Texte à étudier >>
Nous vivons depuis plus d’une décennie une explosion de la data, celle-ci étant de plus en plus fournie et de plus en plus accessible. Nous voyons ainsi proliférer les portails web qui collectionnent les jeux de données gratuites ou payantes, sans forcément de but précis.
La promesse était immense dans tous les domaines et donc, bien entendu, pour l’aménagement du territoire. Cela devait nous permettre collectivement de préciser et d’affiner les diagnostics territoriaux. Mieux comprendre les territoires devait assurer notre capacité à mieux anticiper et construire des projets de territoire plus contextualisés. Et pourtant, il n’en est rien. J’ai même l’impression que cette profusion de data a annihilé notre créativité collective, nous a mis des freins pour penser le long terme, avec la peur viscérale de l’erreur et de la justification au moment d’un bilan chiffré.

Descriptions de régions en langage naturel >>
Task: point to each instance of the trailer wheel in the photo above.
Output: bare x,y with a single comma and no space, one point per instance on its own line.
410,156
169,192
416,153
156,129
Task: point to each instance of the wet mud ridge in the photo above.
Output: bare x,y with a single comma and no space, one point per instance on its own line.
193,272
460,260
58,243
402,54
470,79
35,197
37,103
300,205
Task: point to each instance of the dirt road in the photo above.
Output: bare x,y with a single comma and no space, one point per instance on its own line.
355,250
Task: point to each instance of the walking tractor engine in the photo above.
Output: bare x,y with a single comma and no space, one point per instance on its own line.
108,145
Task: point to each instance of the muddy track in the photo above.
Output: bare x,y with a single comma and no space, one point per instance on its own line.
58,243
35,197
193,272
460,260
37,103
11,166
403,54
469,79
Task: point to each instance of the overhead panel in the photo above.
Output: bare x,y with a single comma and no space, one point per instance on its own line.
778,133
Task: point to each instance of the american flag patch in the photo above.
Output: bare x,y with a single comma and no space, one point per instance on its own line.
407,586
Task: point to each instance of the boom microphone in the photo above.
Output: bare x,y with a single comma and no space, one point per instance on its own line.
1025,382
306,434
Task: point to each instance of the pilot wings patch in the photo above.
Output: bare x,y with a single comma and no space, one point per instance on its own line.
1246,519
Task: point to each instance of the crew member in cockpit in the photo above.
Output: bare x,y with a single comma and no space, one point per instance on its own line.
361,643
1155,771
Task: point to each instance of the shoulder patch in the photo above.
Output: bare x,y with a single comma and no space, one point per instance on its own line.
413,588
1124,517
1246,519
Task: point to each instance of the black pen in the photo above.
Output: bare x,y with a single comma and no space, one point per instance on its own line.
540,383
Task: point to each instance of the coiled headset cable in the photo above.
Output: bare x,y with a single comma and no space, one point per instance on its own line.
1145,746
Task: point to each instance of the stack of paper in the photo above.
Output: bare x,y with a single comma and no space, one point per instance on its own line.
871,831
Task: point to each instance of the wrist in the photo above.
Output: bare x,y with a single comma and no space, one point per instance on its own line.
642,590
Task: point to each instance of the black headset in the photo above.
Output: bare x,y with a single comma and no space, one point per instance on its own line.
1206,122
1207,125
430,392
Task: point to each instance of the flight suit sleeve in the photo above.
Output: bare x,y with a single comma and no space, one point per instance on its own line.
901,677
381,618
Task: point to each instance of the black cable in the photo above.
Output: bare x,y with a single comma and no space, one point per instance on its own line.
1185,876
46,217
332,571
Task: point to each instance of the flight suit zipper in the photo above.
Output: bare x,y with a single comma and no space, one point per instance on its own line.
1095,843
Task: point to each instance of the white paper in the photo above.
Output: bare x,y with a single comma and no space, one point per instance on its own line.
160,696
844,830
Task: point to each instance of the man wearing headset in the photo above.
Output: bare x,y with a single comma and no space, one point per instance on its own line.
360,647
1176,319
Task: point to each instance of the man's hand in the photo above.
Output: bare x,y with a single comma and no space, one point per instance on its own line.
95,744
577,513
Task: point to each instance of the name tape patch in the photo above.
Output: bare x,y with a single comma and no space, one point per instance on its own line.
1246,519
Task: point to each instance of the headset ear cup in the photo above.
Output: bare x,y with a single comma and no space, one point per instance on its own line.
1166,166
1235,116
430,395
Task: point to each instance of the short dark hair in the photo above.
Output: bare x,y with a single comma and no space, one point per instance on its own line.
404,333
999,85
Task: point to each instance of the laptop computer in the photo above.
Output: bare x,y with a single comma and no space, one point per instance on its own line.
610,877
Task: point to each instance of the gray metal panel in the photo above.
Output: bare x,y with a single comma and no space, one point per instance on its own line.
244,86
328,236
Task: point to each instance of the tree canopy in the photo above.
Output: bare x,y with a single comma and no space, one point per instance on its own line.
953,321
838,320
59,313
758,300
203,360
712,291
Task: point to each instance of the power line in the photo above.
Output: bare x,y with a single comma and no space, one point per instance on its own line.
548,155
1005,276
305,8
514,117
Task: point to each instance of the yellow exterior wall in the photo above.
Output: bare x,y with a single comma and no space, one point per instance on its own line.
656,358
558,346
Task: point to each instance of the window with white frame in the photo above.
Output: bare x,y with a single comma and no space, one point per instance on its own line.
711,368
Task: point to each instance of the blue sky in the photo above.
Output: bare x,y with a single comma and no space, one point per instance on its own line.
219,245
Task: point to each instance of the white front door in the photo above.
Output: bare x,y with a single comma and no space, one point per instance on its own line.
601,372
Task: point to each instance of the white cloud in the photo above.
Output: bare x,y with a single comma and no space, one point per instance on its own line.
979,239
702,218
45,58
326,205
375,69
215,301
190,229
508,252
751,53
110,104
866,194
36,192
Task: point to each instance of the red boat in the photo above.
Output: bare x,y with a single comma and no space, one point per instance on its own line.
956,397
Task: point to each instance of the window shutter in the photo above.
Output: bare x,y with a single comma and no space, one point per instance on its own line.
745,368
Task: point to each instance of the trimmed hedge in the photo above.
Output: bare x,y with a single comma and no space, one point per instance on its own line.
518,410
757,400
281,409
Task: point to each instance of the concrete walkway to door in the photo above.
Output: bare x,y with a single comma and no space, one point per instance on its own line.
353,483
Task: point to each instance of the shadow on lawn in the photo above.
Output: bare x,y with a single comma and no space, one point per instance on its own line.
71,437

Tâches et exercices >>
1. D'après le texte sur la data et l'aménagement du territoire, depuis combien de temps vivons-nous une explosion de la data ?
2. Réécrivez sous forme de liste le paragraphe du texte sur la data et l'aménagement du territoire qui commence par « La promesse était immense », en conservant ses faits principaux.
3. Poursuivez le texte sur la data et l'aménagement du territoire à partir de sa dernière phrase.

Liste des réponses >>
1. Depuis plus d'une décennie.

2.
- La data promettait beaucoup dans tous les domaines, y compris l'aménagement du territoire.
- Elle devait permettre de préciser et d'affiner collectivement les diagnostics territoriaux.
- Mieux comprendre les territoires devait aider à mieux anticiper et à construire des projets plus contextualisés.
- Ce n'est pourtant pas le cas.
- Cette profusion de data semble avoir annihilé la créativité collective.
- Elle freine la réflexion à long terme, par peur de l'erreur et de la justification lors d'un bilan chiffré.

3.
Alors que nous pouvions penser « sans doute trop naïvement » que la data nous permettrait de mieux cerner la « maladie » d’un territoire telle une science, celle-ci nous a enfermés dans une comptabilité de l’aménagement à travers des objectifs chiffrés (réduction de 50 % de l’artificialisation, 25 % de logements sociaux, 6 à 8 % de vacance…), qui ont bien souvent plus de poids que le projet lui-même. En précisant à outrance nos analyses thématiques et sectorielles nous avons, me semble-t-il, perdu, d’une part, de la transversalité et, d’autre part, le sensible de ce qu’est le territoire, alors que les nouveaux outils devaient nous permettre de croiser des données et de construire des analyses complexes.
Et que dire de la représentation, du rendu cartographique, qui a perdu en profondeur et en justesse. Les projets géomatiques sont lourds, ils permettent des traitements complexes, mais le rendu cartographique est trop souvent un oublié. Une carte doit dire quelque chose. Elle porte un message. Ce dernier doit être clair, lisible. Les cartes ont le pouvoir de mettre en perspective de montrer les lignes de force, mais elles sont trop rarement à la hauteur.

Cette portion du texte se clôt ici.